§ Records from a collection
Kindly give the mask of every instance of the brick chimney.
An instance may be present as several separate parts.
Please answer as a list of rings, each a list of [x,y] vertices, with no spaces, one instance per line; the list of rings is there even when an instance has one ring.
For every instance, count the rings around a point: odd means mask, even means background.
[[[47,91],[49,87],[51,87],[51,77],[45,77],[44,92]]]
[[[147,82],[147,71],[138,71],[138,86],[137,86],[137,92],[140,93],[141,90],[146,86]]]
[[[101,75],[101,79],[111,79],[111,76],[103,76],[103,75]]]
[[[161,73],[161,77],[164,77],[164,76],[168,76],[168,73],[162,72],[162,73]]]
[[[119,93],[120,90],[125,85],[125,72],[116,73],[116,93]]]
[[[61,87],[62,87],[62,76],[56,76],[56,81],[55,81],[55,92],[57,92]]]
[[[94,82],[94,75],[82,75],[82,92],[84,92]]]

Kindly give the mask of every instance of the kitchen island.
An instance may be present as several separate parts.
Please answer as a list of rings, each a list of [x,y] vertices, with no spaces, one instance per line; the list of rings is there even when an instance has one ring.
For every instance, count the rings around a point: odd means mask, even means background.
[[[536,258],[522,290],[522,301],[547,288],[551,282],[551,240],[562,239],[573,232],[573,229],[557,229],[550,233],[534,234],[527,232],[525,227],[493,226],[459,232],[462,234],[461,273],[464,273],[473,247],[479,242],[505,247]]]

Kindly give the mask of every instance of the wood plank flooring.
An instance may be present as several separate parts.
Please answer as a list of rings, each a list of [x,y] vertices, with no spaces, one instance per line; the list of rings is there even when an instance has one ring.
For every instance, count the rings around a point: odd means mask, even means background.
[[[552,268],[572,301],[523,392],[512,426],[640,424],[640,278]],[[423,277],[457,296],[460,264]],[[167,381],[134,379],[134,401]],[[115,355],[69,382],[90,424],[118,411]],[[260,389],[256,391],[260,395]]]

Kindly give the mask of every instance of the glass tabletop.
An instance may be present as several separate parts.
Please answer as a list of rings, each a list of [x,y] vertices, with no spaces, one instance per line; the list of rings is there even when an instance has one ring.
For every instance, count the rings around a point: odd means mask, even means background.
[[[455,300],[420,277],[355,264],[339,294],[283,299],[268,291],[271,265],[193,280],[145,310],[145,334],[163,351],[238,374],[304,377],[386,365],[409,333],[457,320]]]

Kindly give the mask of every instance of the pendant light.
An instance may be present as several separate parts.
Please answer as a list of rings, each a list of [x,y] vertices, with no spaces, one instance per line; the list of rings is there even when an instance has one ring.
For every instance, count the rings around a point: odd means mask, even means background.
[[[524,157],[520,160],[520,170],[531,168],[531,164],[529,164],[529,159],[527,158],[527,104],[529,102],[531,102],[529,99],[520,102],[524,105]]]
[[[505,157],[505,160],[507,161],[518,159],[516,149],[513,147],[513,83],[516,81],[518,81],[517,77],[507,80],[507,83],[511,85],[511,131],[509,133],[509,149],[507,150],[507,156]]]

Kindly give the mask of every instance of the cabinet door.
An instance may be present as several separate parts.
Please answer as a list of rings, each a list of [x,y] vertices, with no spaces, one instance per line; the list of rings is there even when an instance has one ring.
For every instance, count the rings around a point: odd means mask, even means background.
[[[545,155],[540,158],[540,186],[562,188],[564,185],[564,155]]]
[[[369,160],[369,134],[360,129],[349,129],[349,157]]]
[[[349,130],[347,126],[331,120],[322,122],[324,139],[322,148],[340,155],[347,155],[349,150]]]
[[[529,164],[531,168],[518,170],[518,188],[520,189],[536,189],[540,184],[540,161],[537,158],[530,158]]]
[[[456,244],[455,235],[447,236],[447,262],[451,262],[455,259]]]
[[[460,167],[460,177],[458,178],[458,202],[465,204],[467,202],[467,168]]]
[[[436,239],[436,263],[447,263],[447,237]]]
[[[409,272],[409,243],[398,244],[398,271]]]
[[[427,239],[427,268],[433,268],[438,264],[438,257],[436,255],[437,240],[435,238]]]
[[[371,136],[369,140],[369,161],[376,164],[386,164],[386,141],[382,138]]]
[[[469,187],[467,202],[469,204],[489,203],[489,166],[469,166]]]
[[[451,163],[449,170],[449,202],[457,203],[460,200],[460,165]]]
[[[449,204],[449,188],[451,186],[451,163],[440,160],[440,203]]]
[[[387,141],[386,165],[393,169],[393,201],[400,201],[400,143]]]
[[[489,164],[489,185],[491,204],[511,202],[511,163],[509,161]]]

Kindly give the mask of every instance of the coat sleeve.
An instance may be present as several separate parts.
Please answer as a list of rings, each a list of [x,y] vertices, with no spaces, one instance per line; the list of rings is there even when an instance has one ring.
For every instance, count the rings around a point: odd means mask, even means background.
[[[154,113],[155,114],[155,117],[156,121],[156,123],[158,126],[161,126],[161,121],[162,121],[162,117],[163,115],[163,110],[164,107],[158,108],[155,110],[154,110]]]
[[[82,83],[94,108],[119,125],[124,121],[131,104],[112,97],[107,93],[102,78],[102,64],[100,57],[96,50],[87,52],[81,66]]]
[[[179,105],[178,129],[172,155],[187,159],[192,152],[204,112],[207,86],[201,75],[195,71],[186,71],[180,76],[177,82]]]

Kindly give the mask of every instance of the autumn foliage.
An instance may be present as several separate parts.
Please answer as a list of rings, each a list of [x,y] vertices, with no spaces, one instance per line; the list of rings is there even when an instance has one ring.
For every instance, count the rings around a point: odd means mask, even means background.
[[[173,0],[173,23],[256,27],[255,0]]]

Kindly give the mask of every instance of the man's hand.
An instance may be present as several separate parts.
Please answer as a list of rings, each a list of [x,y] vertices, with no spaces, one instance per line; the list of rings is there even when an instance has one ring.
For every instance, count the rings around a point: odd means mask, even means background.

§ Exercise description
Quote all of the material above word for word, without changing any of it.

§ Correct output
Kindly give the mask of every instance of the brick chimney.
An instance may be present as several separate parts.
Please answer as a list of rings, each a list of [x,y] vertices, with no spaces, one instance per line; the list of rings is there even when an instance has one ring.
For every instance, count the rings around a point: odd means mask, even means background.
[[[47,91],[49,87],[51,87],[51,77],[45,77],[44,92]]]
[[[147,82],[147,71],[138,71],[138,86],[137,86],[137,92],[140,93],[141,90],[146,86]]]
[[[101,75],[101,79],[111,79],[111,76],[103,76],[103,75]]]
[[[161,73],[161,77],[164,77],[164,76],[168,76],[168,73],[162,72],[162,73]]]
[[[119,93],[120,90],[125,85],[125,72],[116,73],[116,93]]]
[[[61,87],[62,87],[62,76],[56,76],[56,81],[55,81],[55,92],[57,92]]]
[[[94,82],[94,75],[82,75],[82,92],[84,92]]]

Kindly give the mask of every instance of the kitchen island.
An instance may be present as several separate parts.
Please answer as a list of rings, each a list of [x,y] vertices, with no spaces, one instance per line; the list of rings is there even when an instance has one ring.
For every instance, count the rings around a point: odd means mask, even means background.
[[[536,258],[522,290],[522,301],[547,288],[551,282],[551,240],[562,239],[573,232],[573,229],[557,229],[550,233],[534,234],[527,232],[525,227],[493,226],[459,232],[462,234],[461,273],[464,273],[473,247],[479,242],[505,247]]]

Kindly give the mask of every instance of the wood plank flooring.
An instance may be present as several separate parts.
Please answer as a list of rings, each a list of [x,y] vertices, with no spaces, one instance per line; the list of rings is there even when an instance has one ring.
For every instance, count the rings around a point: odd means mask, even means background.
[[[552,268],[572,301],[523,392],[512,426],[640,424],[640,278]],[[423,277],[457,296],[460,264]],[[167,381],[134,379],[134,401]],[[115,355],[69,382],[90,424],[118,411]],[[260,389],[256,391],[260,395]]]

Kindly give the mask of every instance of the glass tabletop.
An instance may be present as several separate parts.
Please answer as a list of rings, each a list of [x,y] vertices, with no spaces, one instance per line; the list of rings is there even when an instance has one ring.
For every instance, count the rings around a point: odd means mask, even means background.
[[[455,300],[420,277],[355,264],[339,294],[283,299],[268,291],[271,265],[193,280],[145,310],[145,334],[163,351],[238,374],[304,377],[386,365],[409,333],[457,320]]]

Kindly give the mask of every instance of the pendant light.
An instance may be present as several separate parts.
Please answer as a list of rings, each a list of [x,y] vertices, with no spaces, one instance per line; the list of rings is there even when an instance has one ring.
For every instance, count the rings around a point: odd means mask, even means background.
[[[524,157],[520,160],[520,170],[531,168],[531,164],[529,164],[529,159],[527,158],[527,104],[529,102],[531,102],[529,99],[520,102],[524,105]]]
[[[505,157],[505,160],[507,161],[518,159],[516,149],[513,147],[513,83],[516,81],[518,81],[517,77],[507,80],[507,83],[511,85],[511,131],[509,133],[509,149],[507,150],[507,156]]]

Kindly give the mask of every instance of the cabinet door.
An instance may be present as several separate parts.
Please answer as a list of rings, each a list of [x,y] vertices, with no spaces, one instance per line; the list of rings is there even when an instance has one ring.
For every instance, count the rings around a point: odd means mask, even means background.
[[[545,155],[540,158],[540,186],[562,188],[564,185],[564,155]]]
[[[369,160],[369,134],[360,129],[349,129],[349,157]]]
[[[349,130],[347,126],[331,120],[322,122],[324,139],[322,148],[340,155],[347,155],[349,150]]]
[[[529,164],[531,168],[518,170],[518,188],[520,189],[536,189],[540,184],[540,161],[537,158],[530,158]]]
[[[456,244],[455,235],[447,236],[447,262],[451,262],[455,259]]]
[[[460,167],[460,177],[458,178],[458,202],[465,204],[467,202],[467,168]]]
[[[436,239],[436,263],[447,263],[447,237]]]
[[[409,272],[409,243],[398,244],[398,271]]]
[[[427,239],[427,268],[433,268],[438,264],[438,257],[436,255],[437,240],[435,238]]]
[[[371,136],[369,140],[369,161],[376,164],[386,164],[386,141],[382,138]]]
[[[469,187],[467,202],[469,204],[489,203],[489,166],[469,166]]]
[[[451,163],[449,170],[449,202],[457,203],[460,200],[460,165]]]
[[[449,204],[449,188],[451,186],[451,163],[440,160],[440,203]]]
[[[387,141],[386,165],[393,169],[393,201],[400,201],[400,143]]]
[[[489,164],[489,185],[491,204],[511,202],[511,163],[509,161]]]

Kindly give the mask of every instance of the coat sleeve.
An instance may be present as several separate parts.
Please answer as a list of rings, each a list of [x,y] vertices, with no spaces, one instance per line; the list of rings is there even when an instance has one ring.
For every instance, count the rings around a point: odd means mask, even means background.
[[[154,113],[155,114],[155,117],[156,121],[156,123],[158,126],[161,126],[161,121],[162,121],[162,117],[163,115],[163,110],[164,107],[158,108],[155,110],[154,110]]]
[[[82,83],[94,108],[119,125],[124,121],[131,104],[112,97],[107,93],[102,78],[102,64],[100,57],[96,50],[87,52],[81,66]]]
[[[179,105],[178,129],[172,155],[187,159],[192,152],[204,112],[207,86],[201,75],[195,71],[186,71],[180,76],[177,82]]]

Kindly give the mask of every instance of the autumn foliage.
An instance may be present as several separate parts.
Please answer as a list of rings, each a list of [x,y] vertices, with no spaces, one instance per line; the list of rings is there even when an instance has one ring.
For every instance, count the rings around a point: odd means mask, even means background.
[[[173,0],[173,23],[256,27],[255,0]]]

Kindly give the mask of every instance of the man's hand.
An instance may be present as several separate parts.
Please answer as a list of rings, each a list of [x,y] vertices, with no spaces, one instance per line; the list of rings is there even when an instance has one ring.
For every instance, count the rings around a point: odd means mask, even means background.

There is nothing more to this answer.